_PROMPT:_ Reproduce the entries from their first line up to and including the line with "Expected: one point per instance of the house". Leave out everything after it.

_EXTRACTED DATA:_
┄┄┄┄┄┄

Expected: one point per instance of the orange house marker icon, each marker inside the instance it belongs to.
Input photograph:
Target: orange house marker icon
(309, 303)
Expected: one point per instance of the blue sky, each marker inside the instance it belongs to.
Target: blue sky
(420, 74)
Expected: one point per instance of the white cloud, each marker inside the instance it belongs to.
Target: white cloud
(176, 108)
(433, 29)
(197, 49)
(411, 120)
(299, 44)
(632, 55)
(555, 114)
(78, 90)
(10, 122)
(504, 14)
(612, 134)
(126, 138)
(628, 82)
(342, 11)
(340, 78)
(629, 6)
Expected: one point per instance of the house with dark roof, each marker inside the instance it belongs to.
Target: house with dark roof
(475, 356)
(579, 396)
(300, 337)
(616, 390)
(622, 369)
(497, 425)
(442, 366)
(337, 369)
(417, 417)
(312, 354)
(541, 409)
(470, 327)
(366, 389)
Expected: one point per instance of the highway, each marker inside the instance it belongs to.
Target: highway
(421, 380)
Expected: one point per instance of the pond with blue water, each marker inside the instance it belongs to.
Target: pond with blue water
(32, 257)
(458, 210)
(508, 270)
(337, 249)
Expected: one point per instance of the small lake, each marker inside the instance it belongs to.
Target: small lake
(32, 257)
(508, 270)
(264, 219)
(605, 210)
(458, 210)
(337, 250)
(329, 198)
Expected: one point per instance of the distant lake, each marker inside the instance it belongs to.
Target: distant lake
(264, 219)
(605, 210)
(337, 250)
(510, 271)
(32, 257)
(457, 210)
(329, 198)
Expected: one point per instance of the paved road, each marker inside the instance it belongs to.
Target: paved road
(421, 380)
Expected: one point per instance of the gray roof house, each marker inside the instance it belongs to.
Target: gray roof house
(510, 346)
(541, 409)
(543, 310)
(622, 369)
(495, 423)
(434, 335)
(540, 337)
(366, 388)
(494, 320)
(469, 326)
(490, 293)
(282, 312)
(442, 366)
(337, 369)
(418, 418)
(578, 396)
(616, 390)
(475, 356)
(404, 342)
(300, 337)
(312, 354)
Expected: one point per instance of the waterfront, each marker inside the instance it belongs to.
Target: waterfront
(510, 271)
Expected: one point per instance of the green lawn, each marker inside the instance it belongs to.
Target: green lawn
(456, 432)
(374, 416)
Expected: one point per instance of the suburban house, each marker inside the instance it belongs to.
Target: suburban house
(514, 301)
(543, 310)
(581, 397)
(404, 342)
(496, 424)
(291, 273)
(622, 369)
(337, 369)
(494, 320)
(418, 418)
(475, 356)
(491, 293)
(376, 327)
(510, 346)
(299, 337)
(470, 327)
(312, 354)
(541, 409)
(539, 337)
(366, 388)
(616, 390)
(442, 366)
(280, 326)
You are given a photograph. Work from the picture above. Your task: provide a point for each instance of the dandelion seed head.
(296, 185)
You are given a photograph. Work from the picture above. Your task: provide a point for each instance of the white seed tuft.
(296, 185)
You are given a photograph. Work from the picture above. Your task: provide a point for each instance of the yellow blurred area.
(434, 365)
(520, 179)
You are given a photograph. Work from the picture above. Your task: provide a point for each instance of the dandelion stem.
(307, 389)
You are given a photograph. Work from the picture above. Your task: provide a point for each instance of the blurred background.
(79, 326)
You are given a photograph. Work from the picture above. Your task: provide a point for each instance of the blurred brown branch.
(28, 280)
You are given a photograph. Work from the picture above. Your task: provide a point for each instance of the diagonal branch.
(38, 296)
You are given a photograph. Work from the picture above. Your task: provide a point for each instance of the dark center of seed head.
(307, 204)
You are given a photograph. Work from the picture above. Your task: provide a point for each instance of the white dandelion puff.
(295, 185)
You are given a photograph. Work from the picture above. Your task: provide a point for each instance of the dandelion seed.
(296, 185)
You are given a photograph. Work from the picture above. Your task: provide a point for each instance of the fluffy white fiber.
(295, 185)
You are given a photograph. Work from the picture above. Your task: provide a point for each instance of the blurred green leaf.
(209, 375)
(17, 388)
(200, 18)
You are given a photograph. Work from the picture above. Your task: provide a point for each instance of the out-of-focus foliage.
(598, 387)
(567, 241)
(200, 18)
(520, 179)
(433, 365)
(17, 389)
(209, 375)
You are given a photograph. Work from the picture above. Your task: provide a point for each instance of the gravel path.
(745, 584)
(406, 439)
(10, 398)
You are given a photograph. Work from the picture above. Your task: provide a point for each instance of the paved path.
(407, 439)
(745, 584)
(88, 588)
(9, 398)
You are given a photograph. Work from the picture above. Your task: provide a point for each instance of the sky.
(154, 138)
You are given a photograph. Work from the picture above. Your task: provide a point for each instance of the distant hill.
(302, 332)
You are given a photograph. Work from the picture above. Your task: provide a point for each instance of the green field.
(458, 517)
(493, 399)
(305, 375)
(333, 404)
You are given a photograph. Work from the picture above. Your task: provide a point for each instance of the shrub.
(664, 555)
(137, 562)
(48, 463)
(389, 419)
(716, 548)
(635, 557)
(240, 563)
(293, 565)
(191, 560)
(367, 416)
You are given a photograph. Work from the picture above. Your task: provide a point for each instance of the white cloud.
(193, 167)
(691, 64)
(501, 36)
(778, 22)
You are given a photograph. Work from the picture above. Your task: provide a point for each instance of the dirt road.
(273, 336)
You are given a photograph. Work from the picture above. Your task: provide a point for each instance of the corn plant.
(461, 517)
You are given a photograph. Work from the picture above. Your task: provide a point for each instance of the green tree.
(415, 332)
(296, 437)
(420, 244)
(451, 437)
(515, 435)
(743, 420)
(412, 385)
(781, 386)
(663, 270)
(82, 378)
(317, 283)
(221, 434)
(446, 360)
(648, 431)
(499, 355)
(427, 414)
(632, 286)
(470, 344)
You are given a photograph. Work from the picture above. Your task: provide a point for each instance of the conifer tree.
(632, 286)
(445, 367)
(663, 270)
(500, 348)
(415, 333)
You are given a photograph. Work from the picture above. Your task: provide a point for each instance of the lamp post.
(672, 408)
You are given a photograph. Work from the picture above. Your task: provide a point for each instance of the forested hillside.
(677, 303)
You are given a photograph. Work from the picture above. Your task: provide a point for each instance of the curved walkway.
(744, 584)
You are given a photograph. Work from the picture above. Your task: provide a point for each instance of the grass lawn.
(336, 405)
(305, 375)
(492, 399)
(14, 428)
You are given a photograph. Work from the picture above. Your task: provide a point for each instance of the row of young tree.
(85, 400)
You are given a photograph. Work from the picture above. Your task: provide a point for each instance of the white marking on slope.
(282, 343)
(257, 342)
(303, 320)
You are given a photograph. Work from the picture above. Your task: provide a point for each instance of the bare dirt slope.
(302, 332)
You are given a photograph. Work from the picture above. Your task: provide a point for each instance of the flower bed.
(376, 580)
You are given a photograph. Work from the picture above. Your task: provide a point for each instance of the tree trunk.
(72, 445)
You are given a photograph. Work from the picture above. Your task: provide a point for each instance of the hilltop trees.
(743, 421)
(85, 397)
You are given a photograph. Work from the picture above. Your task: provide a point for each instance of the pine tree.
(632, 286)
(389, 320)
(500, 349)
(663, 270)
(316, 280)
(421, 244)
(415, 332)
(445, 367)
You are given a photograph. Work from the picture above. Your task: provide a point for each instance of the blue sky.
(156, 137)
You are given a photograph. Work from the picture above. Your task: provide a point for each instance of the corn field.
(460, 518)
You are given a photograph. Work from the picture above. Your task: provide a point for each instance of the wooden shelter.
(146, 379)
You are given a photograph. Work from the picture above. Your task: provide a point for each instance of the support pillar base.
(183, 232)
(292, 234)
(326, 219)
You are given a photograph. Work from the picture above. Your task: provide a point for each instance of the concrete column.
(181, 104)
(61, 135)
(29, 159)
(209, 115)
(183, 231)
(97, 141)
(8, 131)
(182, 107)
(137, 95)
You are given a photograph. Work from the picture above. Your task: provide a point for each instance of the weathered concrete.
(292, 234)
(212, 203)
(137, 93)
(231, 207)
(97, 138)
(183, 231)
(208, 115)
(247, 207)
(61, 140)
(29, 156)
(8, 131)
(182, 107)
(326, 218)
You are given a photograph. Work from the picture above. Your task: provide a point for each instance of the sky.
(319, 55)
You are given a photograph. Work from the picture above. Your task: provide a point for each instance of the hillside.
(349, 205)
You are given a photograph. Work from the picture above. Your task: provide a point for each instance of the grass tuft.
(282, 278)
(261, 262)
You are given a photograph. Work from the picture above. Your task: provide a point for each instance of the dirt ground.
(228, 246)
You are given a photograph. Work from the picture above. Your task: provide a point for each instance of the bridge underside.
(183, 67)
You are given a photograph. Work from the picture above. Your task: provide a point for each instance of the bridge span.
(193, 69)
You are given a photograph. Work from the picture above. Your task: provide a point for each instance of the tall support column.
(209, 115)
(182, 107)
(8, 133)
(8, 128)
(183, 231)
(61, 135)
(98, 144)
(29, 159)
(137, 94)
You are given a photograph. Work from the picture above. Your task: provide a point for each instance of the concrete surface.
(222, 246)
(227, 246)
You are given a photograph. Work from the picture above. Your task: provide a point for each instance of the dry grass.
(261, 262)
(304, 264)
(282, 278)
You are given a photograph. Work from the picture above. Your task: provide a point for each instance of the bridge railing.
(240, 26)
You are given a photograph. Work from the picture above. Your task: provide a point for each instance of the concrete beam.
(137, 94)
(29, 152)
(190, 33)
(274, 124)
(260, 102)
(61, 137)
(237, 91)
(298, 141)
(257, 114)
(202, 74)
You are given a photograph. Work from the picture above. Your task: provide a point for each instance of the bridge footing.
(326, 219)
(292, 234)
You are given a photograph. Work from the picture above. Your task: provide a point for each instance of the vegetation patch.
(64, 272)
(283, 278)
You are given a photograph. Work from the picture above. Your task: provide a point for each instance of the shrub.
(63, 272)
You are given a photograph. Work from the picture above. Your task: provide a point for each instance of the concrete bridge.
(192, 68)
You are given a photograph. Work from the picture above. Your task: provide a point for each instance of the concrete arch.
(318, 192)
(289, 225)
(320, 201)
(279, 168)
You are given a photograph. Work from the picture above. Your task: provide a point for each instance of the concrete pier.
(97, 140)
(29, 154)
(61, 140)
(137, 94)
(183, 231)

┄┄┄┄┄┄

_COMPLETED TASK:_
Expected: one point per instance of the orange house marker icon, each marker inside the instance it belongs to.
Input photograph:
Target: orange house marker icon
(309, 303)
Expected: one point per instance of the blue sky, each marker inside the instance it belongs to.
Target: blue sky
(420, 74)
Expected: one point per instance of the white cloud, each marker inside the instance it belongs to.
Target: white cloud
(176, 108)
(433, 29)
(197, 49)
(411, 120)
(299, 44)
(632, 55)
(555, 114)
(78, 90)
(10, 122)
(504, 14)
(612, 134)
(126, 138)
(628, 82)
(342, 11)
(340, 78)
(629, 6)
Expected: one point per instance of the house with dark roof, each marker inside the instance it belongs to.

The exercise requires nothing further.